Task to carry out –
Check each line of the records below for the word "hand" and copy those where it appears.
──────── Available data ────────
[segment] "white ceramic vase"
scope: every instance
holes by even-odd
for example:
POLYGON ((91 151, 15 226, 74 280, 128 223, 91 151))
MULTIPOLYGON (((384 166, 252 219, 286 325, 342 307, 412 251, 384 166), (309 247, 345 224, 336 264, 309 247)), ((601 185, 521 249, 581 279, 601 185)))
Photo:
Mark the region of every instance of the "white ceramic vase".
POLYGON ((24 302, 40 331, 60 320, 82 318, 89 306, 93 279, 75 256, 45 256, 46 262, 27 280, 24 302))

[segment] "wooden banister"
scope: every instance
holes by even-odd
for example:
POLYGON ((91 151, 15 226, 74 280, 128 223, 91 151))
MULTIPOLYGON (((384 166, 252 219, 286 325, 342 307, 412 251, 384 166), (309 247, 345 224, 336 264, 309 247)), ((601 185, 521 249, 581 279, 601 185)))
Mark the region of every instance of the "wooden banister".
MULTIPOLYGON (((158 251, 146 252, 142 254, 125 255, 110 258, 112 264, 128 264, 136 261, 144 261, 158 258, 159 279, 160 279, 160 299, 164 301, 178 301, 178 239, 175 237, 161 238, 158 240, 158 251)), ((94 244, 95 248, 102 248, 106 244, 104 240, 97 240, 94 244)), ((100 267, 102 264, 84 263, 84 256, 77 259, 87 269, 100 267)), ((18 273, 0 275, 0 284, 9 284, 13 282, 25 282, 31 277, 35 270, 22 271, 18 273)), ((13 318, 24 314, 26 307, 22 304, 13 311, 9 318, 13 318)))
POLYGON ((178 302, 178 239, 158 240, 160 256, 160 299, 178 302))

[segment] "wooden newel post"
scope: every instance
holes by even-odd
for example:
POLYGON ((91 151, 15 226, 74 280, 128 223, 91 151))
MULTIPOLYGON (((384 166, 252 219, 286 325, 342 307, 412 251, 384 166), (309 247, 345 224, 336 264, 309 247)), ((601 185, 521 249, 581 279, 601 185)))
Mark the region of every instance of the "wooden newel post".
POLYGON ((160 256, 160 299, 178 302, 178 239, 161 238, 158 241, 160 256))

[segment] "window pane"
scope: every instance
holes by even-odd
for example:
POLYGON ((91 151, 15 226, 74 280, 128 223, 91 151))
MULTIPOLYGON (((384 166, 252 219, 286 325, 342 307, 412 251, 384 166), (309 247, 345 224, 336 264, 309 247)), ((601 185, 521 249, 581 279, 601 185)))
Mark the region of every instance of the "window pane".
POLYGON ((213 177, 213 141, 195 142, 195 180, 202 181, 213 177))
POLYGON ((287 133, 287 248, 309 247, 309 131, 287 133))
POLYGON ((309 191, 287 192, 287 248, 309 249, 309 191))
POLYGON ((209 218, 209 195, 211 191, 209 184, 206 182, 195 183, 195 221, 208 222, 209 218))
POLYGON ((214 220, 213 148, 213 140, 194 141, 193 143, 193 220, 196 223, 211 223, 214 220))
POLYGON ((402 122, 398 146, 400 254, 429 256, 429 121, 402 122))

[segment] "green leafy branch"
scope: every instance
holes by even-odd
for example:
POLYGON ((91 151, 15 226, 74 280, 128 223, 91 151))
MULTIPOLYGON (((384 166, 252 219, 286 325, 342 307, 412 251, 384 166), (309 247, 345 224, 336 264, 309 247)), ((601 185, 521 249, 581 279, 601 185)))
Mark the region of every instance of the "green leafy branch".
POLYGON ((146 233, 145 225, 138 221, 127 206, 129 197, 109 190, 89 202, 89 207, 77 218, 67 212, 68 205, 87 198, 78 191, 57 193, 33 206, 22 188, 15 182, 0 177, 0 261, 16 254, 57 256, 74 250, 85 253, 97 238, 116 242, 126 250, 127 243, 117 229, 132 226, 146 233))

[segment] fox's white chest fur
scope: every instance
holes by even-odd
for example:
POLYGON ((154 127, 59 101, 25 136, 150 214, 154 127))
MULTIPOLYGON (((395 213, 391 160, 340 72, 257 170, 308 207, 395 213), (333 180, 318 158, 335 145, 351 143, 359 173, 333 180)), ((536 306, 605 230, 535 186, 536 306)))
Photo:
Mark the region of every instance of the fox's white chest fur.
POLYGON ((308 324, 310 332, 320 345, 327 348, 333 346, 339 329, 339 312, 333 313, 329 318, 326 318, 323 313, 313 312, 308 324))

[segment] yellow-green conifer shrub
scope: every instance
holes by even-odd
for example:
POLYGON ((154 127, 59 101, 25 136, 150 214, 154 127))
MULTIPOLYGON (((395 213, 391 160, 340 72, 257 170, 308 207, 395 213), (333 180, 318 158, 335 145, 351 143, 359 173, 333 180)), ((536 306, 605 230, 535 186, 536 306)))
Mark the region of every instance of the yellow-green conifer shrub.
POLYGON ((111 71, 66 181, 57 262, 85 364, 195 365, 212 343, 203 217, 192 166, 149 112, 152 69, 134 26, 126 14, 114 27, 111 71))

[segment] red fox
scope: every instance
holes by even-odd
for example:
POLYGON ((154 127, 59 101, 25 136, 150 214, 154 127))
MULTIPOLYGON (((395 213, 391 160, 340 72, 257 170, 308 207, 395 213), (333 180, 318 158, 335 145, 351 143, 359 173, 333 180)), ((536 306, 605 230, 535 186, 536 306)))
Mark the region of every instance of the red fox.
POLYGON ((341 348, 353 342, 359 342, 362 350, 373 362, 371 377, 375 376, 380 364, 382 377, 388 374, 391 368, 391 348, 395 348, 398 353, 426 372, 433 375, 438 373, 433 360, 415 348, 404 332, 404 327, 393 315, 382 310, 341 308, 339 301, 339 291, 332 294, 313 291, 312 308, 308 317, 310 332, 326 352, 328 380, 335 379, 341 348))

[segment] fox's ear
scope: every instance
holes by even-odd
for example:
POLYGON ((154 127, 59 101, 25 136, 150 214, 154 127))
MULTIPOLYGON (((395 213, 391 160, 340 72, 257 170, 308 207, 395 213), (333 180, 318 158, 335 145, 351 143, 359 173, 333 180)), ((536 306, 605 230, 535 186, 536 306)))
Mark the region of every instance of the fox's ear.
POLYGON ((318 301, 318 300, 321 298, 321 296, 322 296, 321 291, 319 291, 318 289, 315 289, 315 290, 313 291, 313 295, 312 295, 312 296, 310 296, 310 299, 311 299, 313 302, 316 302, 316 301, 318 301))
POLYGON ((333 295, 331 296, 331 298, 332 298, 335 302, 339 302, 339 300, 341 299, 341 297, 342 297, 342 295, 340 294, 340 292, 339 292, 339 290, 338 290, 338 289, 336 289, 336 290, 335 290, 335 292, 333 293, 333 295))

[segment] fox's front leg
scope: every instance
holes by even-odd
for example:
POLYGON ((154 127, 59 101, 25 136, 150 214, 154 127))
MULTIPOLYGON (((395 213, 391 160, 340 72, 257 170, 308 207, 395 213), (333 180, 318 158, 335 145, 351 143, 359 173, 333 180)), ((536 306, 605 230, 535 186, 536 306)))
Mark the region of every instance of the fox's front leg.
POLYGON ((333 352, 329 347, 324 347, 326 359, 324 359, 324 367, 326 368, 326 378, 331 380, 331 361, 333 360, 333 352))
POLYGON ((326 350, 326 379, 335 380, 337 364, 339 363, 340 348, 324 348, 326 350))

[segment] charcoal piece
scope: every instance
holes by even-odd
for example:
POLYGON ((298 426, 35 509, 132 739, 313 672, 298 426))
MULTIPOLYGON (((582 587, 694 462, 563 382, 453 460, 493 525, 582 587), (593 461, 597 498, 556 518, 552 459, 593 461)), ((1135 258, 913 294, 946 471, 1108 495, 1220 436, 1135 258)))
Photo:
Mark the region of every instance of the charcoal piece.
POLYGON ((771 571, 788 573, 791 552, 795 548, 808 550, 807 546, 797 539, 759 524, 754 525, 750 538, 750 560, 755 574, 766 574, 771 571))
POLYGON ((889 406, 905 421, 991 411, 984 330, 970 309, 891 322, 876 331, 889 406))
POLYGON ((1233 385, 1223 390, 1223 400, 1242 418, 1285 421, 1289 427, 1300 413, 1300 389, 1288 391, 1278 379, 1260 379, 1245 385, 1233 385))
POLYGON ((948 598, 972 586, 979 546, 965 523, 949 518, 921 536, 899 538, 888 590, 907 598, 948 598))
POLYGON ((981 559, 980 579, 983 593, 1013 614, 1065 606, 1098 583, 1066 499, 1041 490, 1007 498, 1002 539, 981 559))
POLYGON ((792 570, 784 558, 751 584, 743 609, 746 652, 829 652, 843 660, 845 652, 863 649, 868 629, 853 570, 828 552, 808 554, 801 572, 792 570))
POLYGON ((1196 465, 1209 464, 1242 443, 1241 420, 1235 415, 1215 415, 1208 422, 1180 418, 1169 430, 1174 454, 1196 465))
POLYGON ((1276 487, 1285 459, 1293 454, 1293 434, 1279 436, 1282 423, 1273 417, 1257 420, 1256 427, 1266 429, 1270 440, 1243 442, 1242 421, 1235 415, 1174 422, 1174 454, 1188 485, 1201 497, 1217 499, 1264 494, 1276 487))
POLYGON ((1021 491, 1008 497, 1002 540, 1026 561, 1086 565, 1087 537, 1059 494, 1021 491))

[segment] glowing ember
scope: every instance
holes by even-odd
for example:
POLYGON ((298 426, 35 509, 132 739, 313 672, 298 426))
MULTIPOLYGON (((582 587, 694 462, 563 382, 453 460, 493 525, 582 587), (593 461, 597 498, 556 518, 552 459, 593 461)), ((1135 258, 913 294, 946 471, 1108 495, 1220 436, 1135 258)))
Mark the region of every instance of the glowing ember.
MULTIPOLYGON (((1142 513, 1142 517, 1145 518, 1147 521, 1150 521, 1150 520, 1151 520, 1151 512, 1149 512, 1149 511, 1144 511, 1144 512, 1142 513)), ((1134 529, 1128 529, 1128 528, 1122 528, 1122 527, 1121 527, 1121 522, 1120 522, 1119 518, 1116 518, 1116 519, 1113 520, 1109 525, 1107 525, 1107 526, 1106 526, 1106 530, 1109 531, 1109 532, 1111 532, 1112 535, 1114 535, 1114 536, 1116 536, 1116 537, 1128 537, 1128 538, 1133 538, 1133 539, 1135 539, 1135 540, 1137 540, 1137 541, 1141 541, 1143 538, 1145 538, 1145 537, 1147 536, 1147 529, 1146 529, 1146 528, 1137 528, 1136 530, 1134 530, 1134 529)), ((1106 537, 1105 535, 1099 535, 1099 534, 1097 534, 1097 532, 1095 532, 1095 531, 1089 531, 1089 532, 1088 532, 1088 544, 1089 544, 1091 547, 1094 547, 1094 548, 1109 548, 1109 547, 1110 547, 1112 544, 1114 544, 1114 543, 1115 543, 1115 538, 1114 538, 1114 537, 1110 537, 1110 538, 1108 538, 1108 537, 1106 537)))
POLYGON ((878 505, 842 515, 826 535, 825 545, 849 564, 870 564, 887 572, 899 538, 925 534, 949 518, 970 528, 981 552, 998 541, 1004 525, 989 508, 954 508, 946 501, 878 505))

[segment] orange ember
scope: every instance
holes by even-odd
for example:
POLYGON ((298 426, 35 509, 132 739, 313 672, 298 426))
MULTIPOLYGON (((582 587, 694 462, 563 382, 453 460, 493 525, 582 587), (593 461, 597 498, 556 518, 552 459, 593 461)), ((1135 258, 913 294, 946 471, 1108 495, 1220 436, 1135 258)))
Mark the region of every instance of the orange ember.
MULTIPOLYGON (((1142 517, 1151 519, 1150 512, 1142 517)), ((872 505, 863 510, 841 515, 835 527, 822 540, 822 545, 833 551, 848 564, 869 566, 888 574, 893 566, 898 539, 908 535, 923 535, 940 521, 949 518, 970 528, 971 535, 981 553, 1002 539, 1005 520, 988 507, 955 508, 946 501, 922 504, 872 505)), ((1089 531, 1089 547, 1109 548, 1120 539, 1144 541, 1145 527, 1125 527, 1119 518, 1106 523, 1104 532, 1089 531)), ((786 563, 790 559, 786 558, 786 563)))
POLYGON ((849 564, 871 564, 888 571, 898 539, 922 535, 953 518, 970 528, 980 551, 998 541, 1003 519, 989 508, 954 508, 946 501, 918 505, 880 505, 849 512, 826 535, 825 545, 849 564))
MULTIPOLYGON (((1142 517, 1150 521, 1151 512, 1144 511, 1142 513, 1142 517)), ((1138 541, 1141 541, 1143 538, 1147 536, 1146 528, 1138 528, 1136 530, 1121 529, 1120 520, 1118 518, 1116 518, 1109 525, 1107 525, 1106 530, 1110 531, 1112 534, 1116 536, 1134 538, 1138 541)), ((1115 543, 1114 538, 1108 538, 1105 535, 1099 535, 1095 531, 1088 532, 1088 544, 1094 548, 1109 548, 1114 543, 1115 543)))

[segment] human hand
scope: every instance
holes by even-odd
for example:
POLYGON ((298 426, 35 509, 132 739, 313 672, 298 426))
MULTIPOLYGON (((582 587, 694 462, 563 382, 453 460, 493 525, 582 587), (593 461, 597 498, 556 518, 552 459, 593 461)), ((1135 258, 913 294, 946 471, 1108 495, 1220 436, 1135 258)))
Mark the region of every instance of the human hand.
────────
Solution for this problem –
[segment] human hand
Mark the region of every instance of the human hand.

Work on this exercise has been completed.